#### Exercise materials

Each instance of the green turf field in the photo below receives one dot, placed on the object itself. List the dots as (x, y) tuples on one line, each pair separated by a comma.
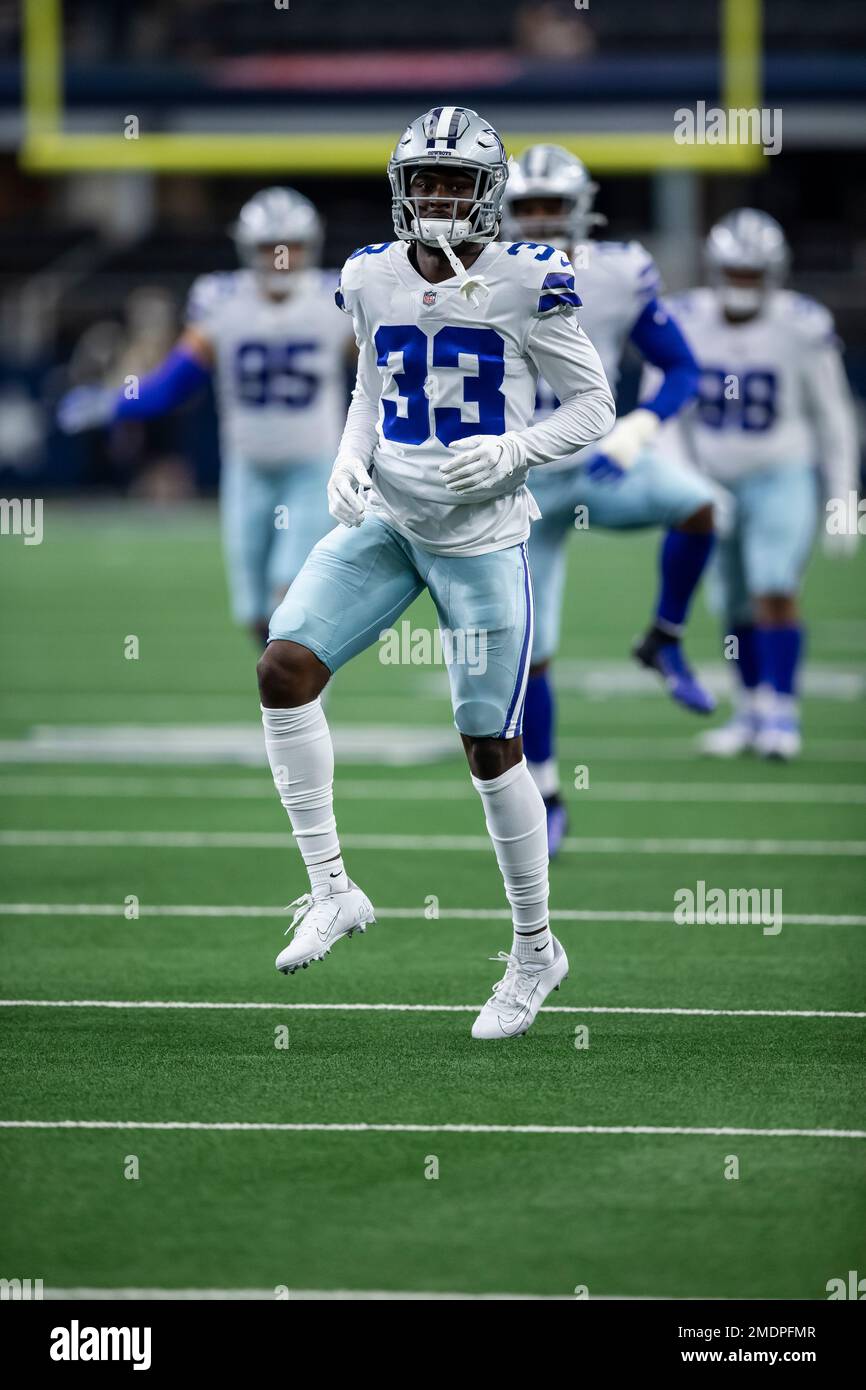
[(688, 1027)]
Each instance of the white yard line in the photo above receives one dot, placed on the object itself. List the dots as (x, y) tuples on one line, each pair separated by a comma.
[(243, 788), (264, 1126), (220, 911), (420, 1008), (319, 1294), (430, 844)]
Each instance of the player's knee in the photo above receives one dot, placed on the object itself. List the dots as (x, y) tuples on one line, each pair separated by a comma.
[(699, 521), (491, 758), (289, 674), (777, 609)]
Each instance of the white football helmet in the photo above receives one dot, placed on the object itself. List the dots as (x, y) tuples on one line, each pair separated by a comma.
[(455, 136), (277, 217), (549, 171), (747, 241)]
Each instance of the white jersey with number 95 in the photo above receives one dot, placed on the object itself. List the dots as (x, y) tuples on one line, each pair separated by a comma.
[(280, 364)]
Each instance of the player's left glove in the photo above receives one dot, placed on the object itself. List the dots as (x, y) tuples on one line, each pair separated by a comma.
[(85, 407), (623, 445), (346, 491), (480, 462)]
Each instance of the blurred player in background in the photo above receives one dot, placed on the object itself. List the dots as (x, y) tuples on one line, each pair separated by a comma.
[(278, 348), (430, 487), (773, 403), (622, 481)]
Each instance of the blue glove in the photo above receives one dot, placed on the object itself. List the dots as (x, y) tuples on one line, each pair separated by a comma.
[(85, 407)]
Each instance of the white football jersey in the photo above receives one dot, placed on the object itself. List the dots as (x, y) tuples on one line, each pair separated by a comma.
[(280, 364), (615, 282), (437, 369), (773, 391)]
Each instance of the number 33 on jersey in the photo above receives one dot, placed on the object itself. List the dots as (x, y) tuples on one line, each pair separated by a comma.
[(445, 369)]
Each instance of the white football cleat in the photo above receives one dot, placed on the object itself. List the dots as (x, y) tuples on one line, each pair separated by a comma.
[(779, 738), (520, 994), (731, 740), (320, 922)]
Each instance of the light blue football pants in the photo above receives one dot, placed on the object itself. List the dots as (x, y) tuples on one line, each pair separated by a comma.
[(271, 517), (356, 584), (652, 494)]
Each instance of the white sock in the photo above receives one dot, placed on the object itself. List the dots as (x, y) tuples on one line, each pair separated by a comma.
[(545, 776), (300, 755), (516, 822)]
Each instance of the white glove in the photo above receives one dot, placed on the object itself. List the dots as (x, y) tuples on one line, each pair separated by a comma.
[(481, 462), (85, 407), (840, 545), (622, 446), (346, 491)]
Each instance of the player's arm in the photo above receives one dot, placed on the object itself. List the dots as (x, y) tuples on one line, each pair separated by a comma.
[(180, 377), (562, 353), (349, 477), (660, 342), (834, 421)]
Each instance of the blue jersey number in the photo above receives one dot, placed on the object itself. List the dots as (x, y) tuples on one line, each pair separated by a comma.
[(409, 420), (271, 374), (727, 401)]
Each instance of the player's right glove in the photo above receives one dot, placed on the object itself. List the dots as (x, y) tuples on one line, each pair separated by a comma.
[(346, 491), (622, 446), (840, 545), (85, 407)]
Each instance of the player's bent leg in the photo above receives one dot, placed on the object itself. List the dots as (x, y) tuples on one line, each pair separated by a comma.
[(546, 551), (663, 494), (538, 724), (302, 521), (729, 598), (491, 595), (681, 563), (246, 519), (780, 648), (325, 617), (779, 521), (537, 962)]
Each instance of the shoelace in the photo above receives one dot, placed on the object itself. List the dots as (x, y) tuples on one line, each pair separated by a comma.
[(517, 977), (302, 906)]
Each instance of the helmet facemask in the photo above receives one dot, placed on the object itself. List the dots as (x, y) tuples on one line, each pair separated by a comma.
[(463, 217), (748, 259), (278, 234)]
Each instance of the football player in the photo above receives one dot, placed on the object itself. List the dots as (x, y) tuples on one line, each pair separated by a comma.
[(430, 488), (773, 402), (622, 483), (278, 348)]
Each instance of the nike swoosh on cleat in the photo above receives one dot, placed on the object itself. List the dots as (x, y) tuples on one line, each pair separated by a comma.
[(327, 931)]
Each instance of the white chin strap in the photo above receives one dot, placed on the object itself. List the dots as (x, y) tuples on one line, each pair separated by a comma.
[(741, 299), (431, 230), (470, 285)]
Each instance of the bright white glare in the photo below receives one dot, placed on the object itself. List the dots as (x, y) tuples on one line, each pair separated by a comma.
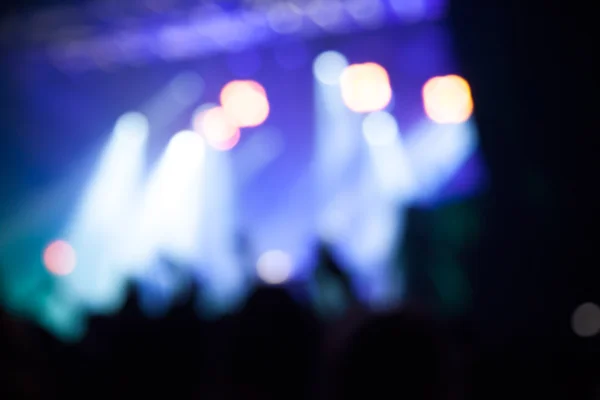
[(117, 175), (274, 267), (133, 125), (171, 208), (328, 67), (586, 320), (100, 230), (380, 128)]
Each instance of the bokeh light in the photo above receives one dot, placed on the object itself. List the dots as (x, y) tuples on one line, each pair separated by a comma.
[(380, 128), (328, 67), (59, 258), (245, 103), (366, 87), (274, 267), (447, 99), (586, 320), (218, 129)]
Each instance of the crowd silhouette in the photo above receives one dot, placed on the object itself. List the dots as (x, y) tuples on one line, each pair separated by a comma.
[(275, 347)]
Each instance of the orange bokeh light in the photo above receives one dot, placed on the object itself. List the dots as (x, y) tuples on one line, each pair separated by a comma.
[(447, 99), (217, 128), (366, 87), (59, 258), (245, 102)]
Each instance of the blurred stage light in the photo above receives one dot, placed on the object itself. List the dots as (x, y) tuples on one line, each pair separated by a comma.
[(217, 128), (170, 213), (245, 103), (117, 174), (329, 15), (59, 258), (285, 18), (366, 87), (101, 229), (447, 99), (380, 128), (328, 67), (274, 267), (410, 10), (368, 13)]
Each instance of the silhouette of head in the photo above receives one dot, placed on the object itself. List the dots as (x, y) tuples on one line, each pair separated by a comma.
[(395, 355)]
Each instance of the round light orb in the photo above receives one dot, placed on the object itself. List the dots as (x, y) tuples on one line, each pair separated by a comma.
[(366, 87), (245, 103), (59, 258), (447, 99), (219, 130), (274, 267), (328, 67)]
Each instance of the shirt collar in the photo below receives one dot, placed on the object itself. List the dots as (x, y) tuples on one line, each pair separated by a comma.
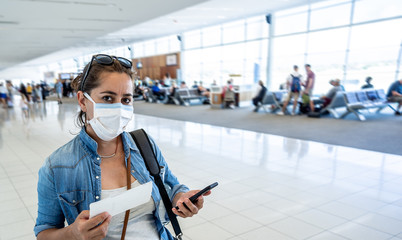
[(93, 145)]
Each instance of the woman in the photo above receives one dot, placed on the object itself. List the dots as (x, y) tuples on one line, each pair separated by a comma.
[(92, 166)]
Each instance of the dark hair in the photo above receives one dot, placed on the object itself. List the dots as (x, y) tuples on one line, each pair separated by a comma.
[(92, 81)]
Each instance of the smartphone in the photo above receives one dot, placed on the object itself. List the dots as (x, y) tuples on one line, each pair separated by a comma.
[(194, 198)]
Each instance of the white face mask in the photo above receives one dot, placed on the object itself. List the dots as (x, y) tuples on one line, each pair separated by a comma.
[(109, 120)]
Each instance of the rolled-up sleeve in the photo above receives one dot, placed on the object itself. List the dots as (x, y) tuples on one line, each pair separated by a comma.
[(50, 214)]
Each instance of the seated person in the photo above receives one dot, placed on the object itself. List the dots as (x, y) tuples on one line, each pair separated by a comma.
[(228, 95), (202, 90), (368, 83), (336, 86), (183, 85), (195, 85), (395, 94), (159, 93), (172, 97), (261, 91)]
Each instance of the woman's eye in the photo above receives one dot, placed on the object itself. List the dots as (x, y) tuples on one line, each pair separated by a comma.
[(107, 98), (126, 100)]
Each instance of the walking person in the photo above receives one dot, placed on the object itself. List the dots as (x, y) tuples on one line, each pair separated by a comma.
[(293, 84), (59, 91)]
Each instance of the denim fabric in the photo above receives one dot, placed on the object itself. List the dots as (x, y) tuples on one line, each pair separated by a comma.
[(70, 180)]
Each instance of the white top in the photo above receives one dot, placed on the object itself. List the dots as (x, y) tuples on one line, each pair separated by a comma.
[(141, 223), (290, 78)]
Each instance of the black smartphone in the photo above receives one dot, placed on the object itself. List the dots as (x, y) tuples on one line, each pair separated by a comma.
[(194, 198)]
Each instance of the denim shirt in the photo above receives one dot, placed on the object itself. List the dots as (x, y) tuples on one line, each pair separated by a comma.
[(70, 180)]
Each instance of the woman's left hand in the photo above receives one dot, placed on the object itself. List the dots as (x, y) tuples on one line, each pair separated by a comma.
[(186, 207)]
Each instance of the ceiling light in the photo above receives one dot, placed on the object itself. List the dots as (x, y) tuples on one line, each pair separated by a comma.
[(9, 22)]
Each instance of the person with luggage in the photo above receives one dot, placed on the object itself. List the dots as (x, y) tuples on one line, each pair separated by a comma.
[(293, 84)]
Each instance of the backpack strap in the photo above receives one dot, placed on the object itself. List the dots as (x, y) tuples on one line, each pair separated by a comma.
[(141, 139)]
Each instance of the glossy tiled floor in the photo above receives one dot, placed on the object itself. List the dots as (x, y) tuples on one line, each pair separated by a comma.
[(270, 187)]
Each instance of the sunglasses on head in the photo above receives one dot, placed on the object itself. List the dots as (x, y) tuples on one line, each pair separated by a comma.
[(104, 60)]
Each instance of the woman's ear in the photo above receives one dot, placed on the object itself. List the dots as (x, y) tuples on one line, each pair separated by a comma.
[(81, 101)]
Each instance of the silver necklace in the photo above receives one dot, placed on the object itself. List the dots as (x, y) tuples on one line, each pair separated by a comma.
[(110, 156)]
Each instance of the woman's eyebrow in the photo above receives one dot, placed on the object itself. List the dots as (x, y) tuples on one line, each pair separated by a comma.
[(109, 92)]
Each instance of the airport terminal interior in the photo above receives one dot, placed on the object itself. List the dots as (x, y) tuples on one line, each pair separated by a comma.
[(277, 178)]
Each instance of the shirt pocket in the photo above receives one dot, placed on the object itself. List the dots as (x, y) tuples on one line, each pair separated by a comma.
[(72, 203)]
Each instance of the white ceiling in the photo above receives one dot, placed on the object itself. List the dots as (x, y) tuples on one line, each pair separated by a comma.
[(40, 32)]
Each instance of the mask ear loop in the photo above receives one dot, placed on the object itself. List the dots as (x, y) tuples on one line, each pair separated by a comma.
[(86, 95)]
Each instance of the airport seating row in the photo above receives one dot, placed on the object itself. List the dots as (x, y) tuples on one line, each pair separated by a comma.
[(353, 101)]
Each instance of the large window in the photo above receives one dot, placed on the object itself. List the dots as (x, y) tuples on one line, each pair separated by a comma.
[(374, 52), (367, 10), (291, 21), (330, 16)]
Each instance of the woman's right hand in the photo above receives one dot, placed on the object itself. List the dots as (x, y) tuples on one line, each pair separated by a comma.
[(85, 228)]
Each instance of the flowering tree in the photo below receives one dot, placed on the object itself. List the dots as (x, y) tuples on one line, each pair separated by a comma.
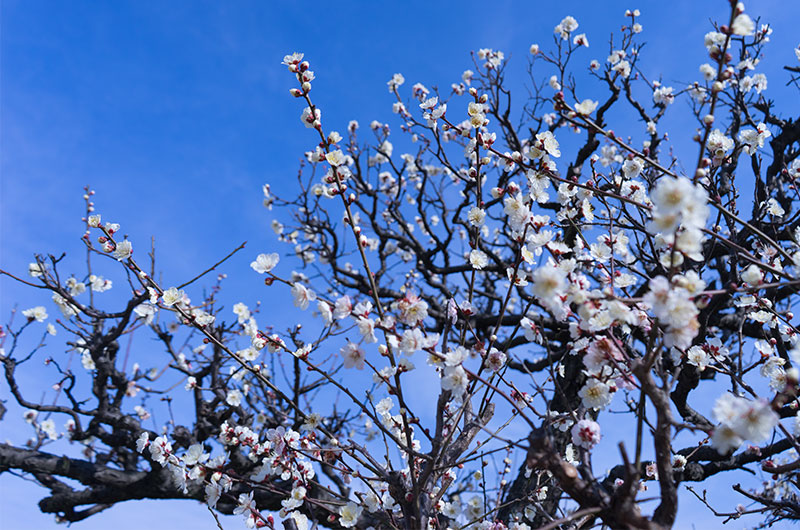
[(555, 291)]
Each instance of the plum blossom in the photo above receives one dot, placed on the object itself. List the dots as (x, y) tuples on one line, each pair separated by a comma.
[(566, 26), (586, 107), (349, 514), (586, 434), (265, 262), (123, 250), (753, 139), (741, 419), (478, 259), (353, 356), (172, 296), (38, 313), (302, 296)]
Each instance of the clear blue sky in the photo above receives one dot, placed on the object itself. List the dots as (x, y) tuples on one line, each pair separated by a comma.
[(177, 112)]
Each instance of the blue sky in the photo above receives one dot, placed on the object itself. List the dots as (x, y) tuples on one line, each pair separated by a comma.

########

◆ **Instructions for the task**
Please rewrite everything from the line containing "Each instance of the sunglasses" down to the line containing "[(85, 228)]", replacing "woman's" with "traveler's" and changing nothing else.

◆ **Answer for the task**
Each instance of the sunglasses on head in the photo above receives one dot, placed on the object itself. List the dots as (x, y) tuples on one line, each pair separated by a comma.
[(104, 60)]
Each instance of the traveler's ear in the photo above receives one dot, placed on the object itself. List the dots as (x, y) tuples on one line, each pair separated by a comma.
[(81, 101)]
Each instance of the silver necklace in the photo above receives one dot, placed on the object itself. List the dots as (x, y) tuples on one line, each pair separated by a comma.
[(110, 156)]
Each instance of the traveler's eyebrow in the photo above receives one dot, placed on the object itself. List the dots as (x, y) tuples on one line, each pair separated by a comma.
[(109, 92)]
Each instance of the airport terminal interior in the photo above receives one dot, placed on the object itself. List the dots as (x, y) tuples on one line, each pair separated by a comma.
[(277, 178)]
Each instance of the shirt pocket in the photo above receives one dot, placed on the object itself. List the dots as (x, y) tuples on one line, each pair separated by a comma.
[(72, 203)]
Each instance of the white ceiling in the photo above receives one dot, placed on the object itself. List the dots as (x, y) tuples on one line, each pair separated by a comma.
[(40, 32)]
Each instance of the mask ear loop in the photo above receives one dot, placed on the object itself. List the dots as (x, y) tuples on one line, each pair separated by a comma.
[(86, 95)]
Each instance of the airport seating row in the photo above receives one dot, placed on the object itself. List the dots as (x, y) tuples on one line, each pair separated by a comma.
[(353, 101)]
Each instance of the large window in the photo above receives one dot, placed on the object itself. List the dots as (x, y) tuples on one line, each pair separated by a comma.
[(374, 52), (367, 10), (291, 21), (330, 16)]
Each instance of the traveler's right hand in the photo above receives one dot, placed on the object itself. List the dots as (x, y) tuples on one line, each pair separated by a comma.
[(85, 228)]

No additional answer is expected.